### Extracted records
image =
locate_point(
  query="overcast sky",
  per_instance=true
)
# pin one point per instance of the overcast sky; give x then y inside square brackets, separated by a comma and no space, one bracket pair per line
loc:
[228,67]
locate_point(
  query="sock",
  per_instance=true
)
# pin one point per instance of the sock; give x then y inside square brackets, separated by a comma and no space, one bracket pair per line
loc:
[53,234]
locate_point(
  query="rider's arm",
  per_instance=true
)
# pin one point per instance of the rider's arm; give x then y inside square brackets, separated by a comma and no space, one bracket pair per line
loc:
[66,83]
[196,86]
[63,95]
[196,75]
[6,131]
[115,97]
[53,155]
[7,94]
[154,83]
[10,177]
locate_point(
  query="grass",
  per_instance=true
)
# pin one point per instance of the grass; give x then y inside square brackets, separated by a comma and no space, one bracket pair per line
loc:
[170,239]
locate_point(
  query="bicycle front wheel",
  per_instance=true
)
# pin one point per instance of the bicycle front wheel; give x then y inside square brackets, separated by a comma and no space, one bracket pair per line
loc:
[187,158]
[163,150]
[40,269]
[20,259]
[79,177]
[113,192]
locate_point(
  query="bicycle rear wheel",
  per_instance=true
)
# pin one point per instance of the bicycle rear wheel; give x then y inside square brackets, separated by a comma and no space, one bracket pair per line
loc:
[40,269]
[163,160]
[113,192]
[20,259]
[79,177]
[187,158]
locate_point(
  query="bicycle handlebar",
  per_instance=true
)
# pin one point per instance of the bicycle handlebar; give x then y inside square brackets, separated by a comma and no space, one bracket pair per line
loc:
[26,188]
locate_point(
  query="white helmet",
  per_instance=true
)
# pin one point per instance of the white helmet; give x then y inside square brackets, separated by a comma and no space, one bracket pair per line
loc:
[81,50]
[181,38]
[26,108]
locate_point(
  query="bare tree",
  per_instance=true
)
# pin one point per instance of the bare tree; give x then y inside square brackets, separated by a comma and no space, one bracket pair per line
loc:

### Objective
Reproduce the material precisely, including every line.

### Task response
image =
locate_point(
  query="overcast sky",
  per_instance=true
)
# pin one point per instance of the overcast sky; give x then y inside square brackets, separated by a comma and no space, one bracket pair per line
loc:
[228,67]
locate_point(
  query="sock",
  per_instance=true
)
# pin one point per instance of the sock; give x then y inside square brackets, separated by a comma and no space, one bracket pair per line
loc:
[53,234]
locate_point(
  query="rider's arm",
  per_instance=true
)
# pin one point per instance of the rider's arm; give x then y inside square brackets, separated by a comma and no space, one bracket pair per line
loc:
[66,83]
[196,86]
[63,95]
[196,75]
[6,131]
[115,97]
[53,155]
[7,94]
[154,83]
[10,177]
locate_point(
  query="grass",
  per_instance=true
)
# pin one point per instance of the grass; give x then y inside square brackets, separated by a comma and no space, one bracket pair per line
loc:
[170,239]
locate_point(
  query="bicycle front wheel",
  per_instance=true
)
# pin one point per instance of the bicycle front wheel; give x then y inside square brackets, separated by a comma and no space, one bracket pair per line
loc:
[187,158]
[163,150]
[40,269]
[20,259]
[79,177]
[113,192]
locate_point(
  query="bicycle rear wheel",
  per_instance=true
)
# pin one point per instance of the bicycle rear wheel; give x then y inside square brackets, separated by a comma and no space, one bracket pair per line
loc:
[40,269]
[163,160]
[113,192]
[20,259]
[79,177]
[187,158]
locate_point(
  query="bicycle handlebar",
  per_instance=true
)
# pin one point per instance of the bicycle handlebar; give x then y inside square brackets, separated by a comma and no space, one bracket pair per line
loc:
[26,188]
locate_point(
  query="white helmet",
  per_instance=true
)
# pin one point per instance of the white helmet; give x then y inside square brackets, separated by a comma and no space, one bracket pair per line
loc:
[81,50]
[181,38]
[26,108]
locate_point(
  query="bare tree",
  per_instance=true
)
# pin one point per instance of the bare tree; give x then y inside square brackets, separated by a comma and no space, one bracket pair per line
loc:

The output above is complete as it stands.